• _Required work_: Extend the report below on World Bank health statistics for the East Asia and Pacific region, picking up after its last sentence.

____ Excerpt

Ict110 Introduction To Data Science Assessment Answers

⭳ 34 Download 📄 5 Pages / 1182 Words

Describe how to load the data, and the libraries needed. Provide an overview of the data about its dimensions and structures

Answer:

Introduction

Authorisation and Purpose

The study aims to analyse the vital statistics of East Asia and Pacific region from the year 2001 to the year 2015 by collecting the dataset from the World Bank. The implication of this analysis will be done by government planners to improve the health of that region.

Limitations

The primary constraint of this study is that the research and analysis is limited for East Asia and Pacific region only. Moreover, the data is collected from World Bank which is secondary of nature and it is another limitation.

Scope

The present study consists of 26 attributes holding information about health of the above mentioned region. Besides, the data contains information for a long time period of 15 years. The analysis can be performed using statistical analysis and interpreting the graphs. However, the data has lots of missing observations.

The analysis is proceeded through one-variable analyses, two-variable analyses. On the next step, the data is clustered using k-means clustering technique and finally, the data is analysed by fitting linear regression lines between two attributes.

Methodology

The information has been generated from World Bank. The dataset is quantitative in nature and contains information about health for the time period of 2001 to 2015.

Data Setup

The data is loaded into the “R” program before the analysis. A pop-up window gets opened after running the first line of the code and then the data file (in csv format) is selected by inputting the location of the data file. The missing values are addressed in the first line of the code as missing values.

At the second step, the necessary library files are loaded to the “R” program to perform the required statistical analyses and to display all the graphical presentations.

________
____ Record excerpts

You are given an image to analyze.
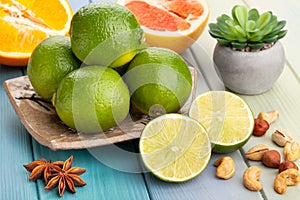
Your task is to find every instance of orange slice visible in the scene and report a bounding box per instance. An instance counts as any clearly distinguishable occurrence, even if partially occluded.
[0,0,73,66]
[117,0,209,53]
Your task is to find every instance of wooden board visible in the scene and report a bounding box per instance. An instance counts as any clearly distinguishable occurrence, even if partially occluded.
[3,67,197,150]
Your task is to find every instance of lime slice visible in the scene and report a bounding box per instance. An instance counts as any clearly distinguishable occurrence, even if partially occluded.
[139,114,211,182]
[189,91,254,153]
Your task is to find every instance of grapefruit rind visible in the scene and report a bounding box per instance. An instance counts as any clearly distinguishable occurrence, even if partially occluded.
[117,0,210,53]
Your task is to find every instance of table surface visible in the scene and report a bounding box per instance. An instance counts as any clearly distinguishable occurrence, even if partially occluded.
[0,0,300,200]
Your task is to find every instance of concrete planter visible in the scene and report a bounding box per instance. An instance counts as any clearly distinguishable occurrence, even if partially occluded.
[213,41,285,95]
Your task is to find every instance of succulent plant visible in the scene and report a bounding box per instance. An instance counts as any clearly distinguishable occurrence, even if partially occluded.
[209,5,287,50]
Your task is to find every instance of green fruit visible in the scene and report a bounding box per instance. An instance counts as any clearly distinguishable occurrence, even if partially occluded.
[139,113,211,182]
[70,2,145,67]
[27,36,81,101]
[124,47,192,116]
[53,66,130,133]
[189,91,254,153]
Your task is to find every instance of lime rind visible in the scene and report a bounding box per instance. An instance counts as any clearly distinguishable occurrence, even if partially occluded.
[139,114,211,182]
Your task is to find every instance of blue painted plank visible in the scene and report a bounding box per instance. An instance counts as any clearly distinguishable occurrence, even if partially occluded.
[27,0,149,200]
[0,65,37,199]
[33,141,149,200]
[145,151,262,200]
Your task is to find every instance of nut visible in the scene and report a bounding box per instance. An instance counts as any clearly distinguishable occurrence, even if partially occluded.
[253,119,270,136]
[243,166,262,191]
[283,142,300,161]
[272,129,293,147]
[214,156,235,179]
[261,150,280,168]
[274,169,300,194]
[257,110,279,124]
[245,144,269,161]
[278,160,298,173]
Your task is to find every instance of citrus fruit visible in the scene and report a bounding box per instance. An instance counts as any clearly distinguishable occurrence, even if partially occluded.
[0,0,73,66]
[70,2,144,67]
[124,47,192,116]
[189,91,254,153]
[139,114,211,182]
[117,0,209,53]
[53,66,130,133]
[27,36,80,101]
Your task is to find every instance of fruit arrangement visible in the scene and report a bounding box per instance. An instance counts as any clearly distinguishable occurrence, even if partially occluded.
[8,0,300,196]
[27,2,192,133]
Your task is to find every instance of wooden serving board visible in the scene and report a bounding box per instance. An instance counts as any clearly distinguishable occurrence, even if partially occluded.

________
____ Record excerpts

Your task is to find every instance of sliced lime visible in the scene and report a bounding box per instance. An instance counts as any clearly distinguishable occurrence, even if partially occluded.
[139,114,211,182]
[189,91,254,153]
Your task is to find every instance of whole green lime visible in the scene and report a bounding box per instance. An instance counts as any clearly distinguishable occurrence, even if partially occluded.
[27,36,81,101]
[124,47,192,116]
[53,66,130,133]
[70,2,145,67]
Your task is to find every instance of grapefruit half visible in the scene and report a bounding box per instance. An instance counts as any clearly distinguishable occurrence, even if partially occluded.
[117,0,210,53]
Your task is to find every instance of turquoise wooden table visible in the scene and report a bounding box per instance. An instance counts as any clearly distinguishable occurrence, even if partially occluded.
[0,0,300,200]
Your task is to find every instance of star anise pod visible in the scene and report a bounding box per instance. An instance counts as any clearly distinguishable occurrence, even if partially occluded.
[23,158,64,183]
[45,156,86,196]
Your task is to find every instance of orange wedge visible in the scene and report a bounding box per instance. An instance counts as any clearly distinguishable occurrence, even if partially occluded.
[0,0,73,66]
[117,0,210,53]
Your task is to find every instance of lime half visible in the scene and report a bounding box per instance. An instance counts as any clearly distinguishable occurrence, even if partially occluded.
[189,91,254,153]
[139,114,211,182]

________

• _Final result_:
Exploratory Data Analysis

One variable analysis

One Variable Analysis – 1

The per capita gross national income (GNI) is analysed under the section of one-variable study. The average amount of GNI per capita in that region is 11522.45 and the standard deviation is 15406. The minimum amount and the maximum percentage of immunized one-year old children is 310 and 76300 respectively. The boxplot analysis shows that the dataset has many outliers.

One Variable Analysis – 2

The second variable is percentage of Tertiary school enrolment where the minimum value of the percentage is 37.81 and the standard deviation is 22.19. The minimum percentage of school enrolment is 3.1 and the maximum is 83.6. The boxplot of the distr8ibution of tertiary school enrolment percentage is negatively skewed.

One Variable Analysis – 3

The distribution of the rate of total unemployment is analysed in the course of the one-variable analysis. The distribution is graphically represented with the help of histogram that shows the distribution is positively skewed.

Two-variable analysis

Two-variable analysis 1

In the course of two-variable analysis, the Gross national income is analysed country wise for the region and it is graphically represented by side-by-side Box-plot. The graph shows that there has been huge variation in GNI during the time period of 2001 to 2015. The maximum gross national income has been obtained for the country Macao SAR, China.

Two-variable analysis 2

The total distribution of unemployment has been analysed here with respect to its change for each country for the tie period of 15 years. The side-by-side Box-plot has been used to represent the variation in the unemployment rate for the countries. There are outliers for the countries having country codes ‘KIR’, ‘PLW’, ‘SLB’. The box-plot having longest whiskers is for country having country code ‘MAC’ that indicates that the spread of the distribution of unemployment rare for this country is widest.

Advanced analysis

Clustering

Brief explanation of k-means and clustering

Clustering means segregating the entire dataset into smaller groups having similar characteristics. K-means clustering is a special type of non-hierarchical clustering technique that uses the centroid distances for group segmentation (Oleiwi 2016). The centroids are initially selected and the data points are assigned into them on the basis of the nearest distance from the centroid. The process is repeated until all the data points are assigned into groups (Cohen et al. 2015).

Clustering Analysis

The per capita gross national income and the total unemployment rate has been taken account for performing k-means clustering analysis for the year 2014. There are three optimal clusters that was found after scaling. From the graphical analysis it is seen that there are three groups-

Low GNI and High rate of total unemployment

Linear regression

Brief definition of linear regression

The linear regression analysis predicts the linear relationship between the explained variable and one or more explanatory variable(s) (Theobald and Freeman 2014).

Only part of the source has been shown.